─── Extrait choisi ───

10. L'article 4 de la directive 2013/32/UE du 26 juin 2013 prévoit que : " 1 Les Etats membres désignent pour toutes les procédures une autorité responsable de la détermination qui sera chargée de procéder à un examen approprié des demandes conformément à la présente directive. Les Etats membres veillent à ce que cette autorité dispose des moyens appropriés, y compris un personnel compétent en nombre suffisant, pour accomplir ses tâches conformément à la présente directive. / 2. Les Etats membres peuvent prévoir qu'une autorité autre que celle mentionnée au paragraphe 1 est responsable lorsqu'il s'agit: a) de traiter les cas en vertu du règlement (UE) n° 604/2013, et / (...) / 4. Lorsqu'une autorité est désignée conformément au paragraphe 2, les Etats membres veillent à ce que le personnel de cette autorité dispose des connaissances appropriées ou reçoive la formation nécessaire pour remplir ses obligations lors de la mise en oeuvre de la présente directive. ".
11. Ces dispositions n'imposent pas aux Etats membres d'adopter des dispositions normatives en vue de prévoir de manière formelle les modalités de la formation des agents chargés de recevoir en entretien individuel les demandeurs d'asile dans le cadre de la mise en oeuvre du règlement (UE) n° 604/2013. En effet, les dispositions invoquées imposent uniquement que les entretiens individuels soient effectivement menés par une personne disposant des connaissances adéquates, ce qui peut résulter, soit du suivi d'une formation spécifique, soit de compétences déjà détenues par l'agent. En l'espèce, aucun élément du dossier ne permet de faire présumer que l'agent de la préfecture de la Seine-Maritime ayant mené l'entretien individuel de M. A...n'aurait pas disposé des qualifications nécessaires pour réaliser un tel entretien dans le respect des exigences posées par le règlement (UE) n° 604/2013. Dans ces conditions, le moyen tiré de la méconnaissance des dispositions de l'article 4 de la directive 2013/32/UE du 26 juin 2013 doit être écarté.

─── Enregistrements de données ───

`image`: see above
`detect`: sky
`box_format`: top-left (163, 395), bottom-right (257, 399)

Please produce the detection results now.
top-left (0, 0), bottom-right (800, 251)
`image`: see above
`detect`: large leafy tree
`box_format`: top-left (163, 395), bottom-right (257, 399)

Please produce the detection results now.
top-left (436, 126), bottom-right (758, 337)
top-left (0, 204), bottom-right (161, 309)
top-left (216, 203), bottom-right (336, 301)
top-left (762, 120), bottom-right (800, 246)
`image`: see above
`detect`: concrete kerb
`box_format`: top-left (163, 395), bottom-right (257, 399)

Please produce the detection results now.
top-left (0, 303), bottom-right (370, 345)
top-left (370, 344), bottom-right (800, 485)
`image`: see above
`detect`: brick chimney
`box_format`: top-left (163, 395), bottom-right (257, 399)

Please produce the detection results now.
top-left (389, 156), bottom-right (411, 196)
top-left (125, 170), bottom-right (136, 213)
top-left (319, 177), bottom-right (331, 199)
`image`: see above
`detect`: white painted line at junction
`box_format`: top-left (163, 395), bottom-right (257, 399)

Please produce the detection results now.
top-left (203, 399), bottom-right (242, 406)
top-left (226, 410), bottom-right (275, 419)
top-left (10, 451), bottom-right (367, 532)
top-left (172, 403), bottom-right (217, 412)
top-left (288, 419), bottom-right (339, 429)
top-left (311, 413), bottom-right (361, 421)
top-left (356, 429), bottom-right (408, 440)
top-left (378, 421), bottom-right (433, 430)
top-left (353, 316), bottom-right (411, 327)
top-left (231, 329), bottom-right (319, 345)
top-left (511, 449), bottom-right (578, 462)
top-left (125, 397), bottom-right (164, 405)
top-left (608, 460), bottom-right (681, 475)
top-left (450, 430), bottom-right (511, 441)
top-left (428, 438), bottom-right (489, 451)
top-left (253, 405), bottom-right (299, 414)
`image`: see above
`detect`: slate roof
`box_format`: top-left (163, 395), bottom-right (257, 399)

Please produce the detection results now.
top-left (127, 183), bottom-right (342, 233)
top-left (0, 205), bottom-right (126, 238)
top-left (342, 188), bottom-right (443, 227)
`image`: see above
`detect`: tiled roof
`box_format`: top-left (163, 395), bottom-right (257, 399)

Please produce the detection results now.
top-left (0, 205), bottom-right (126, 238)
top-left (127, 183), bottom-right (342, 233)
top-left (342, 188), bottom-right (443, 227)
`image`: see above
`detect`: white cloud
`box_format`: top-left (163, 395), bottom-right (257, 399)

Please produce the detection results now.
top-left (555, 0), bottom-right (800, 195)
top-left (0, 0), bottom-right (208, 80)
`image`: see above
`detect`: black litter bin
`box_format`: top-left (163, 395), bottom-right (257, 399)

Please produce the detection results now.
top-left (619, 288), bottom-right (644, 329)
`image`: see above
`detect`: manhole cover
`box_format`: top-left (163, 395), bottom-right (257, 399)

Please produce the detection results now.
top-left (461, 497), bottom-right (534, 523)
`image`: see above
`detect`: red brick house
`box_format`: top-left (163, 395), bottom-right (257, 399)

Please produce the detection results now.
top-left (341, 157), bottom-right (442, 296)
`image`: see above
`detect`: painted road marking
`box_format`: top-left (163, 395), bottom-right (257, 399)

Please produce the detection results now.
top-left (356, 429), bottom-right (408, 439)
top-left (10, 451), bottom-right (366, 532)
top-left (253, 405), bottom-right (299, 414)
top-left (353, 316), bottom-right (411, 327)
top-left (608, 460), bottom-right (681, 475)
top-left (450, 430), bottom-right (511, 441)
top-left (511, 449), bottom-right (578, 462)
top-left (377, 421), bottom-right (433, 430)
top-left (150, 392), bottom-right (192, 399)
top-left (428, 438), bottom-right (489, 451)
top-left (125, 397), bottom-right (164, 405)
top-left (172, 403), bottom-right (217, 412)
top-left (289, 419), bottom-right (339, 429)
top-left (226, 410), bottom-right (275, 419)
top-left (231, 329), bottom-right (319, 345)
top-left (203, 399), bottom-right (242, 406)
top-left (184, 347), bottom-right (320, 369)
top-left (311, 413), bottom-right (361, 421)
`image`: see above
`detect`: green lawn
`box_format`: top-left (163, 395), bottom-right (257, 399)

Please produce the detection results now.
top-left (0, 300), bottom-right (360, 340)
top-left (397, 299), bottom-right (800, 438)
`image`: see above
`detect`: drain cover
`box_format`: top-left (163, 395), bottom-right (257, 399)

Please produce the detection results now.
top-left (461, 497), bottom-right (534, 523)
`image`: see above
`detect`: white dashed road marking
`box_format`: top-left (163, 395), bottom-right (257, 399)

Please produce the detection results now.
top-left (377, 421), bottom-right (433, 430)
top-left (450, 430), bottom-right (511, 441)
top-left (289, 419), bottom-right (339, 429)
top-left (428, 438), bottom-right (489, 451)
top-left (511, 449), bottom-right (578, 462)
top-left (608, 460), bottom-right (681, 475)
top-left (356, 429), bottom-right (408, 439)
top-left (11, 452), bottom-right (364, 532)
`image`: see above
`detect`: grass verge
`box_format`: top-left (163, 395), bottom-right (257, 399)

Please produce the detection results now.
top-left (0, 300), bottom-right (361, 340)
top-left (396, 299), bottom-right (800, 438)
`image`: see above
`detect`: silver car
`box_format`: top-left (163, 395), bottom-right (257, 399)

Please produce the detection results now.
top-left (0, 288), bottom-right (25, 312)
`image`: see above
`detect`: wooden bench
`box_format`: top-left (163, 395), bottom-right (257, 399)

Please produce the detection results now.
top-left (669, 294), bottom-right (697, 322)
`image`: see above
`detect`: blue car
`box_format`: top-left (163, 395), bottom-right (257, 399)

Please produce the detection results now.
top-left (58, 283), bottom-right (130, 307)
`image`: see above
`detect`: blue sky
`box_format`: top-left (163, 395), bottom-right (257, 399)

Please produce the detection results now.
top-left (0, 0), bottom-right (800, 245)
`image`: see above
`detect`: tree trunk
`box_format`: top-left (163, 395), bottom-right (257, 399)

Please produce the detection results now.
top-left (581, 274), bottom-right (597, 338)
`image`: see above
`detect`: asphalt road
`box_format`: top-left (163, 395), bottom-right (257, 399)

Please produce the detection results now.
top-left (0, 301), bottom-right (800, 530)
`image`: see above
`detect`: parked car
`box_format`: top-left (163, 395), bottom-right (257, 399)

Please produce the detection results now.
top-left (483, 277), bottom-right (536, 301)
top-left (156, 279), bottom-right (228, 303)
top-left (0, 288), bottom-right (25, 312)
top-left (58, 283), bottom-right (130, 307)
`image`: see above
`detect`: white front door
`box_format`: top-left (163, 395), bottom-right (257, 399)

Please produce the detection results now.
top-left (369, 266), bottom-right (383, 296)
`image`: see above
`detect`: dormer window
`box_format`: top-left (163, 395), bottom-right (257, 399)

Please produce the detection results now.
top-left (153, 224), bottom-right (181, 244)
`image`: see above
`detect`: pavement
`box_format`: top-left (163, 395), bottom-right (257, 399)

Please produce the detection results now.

───

# Demandes
A. Pour chacun des énoncés suivants, dites s'il concorde avec l'extrait sur la directive 2013/32/UE, par oui ou par non, en citant mot pour mot les termes décisifs de l'extrait : (i) la directive oblige les États membres à adopter des dispositions normatives qui fixent formellement les modalités de formation des agents ; (ii) les connaissances adéquates peuvent provenir de compétences que l'agent possède déjà ; (iii) l'entretien individuel a été mené par un agent de la préfecture de la Seine-Maritime.
B. Veuillez renvoyer chaque ligne des enregistrements qui contient la chaîne "brick".
L'extrait et les enregistrements n'ont aucun lien entre eux.

# Réponses par tâche
A.
(i) Non : « Ces dispositions n'imposent pas aux Etats membres d'adopter des dispositions normatives en vue de prévoir de manière formelle les modalités de la formation des agents »
(ii) Oui : « soit de compétences déjà détenues par l'agent »
(iii) Oui : « l'agent de la préfecture de la Seine-Maritime ayant mené l'entretien individuel »

B.
`detect`: brick chimney
`detect`: red brick house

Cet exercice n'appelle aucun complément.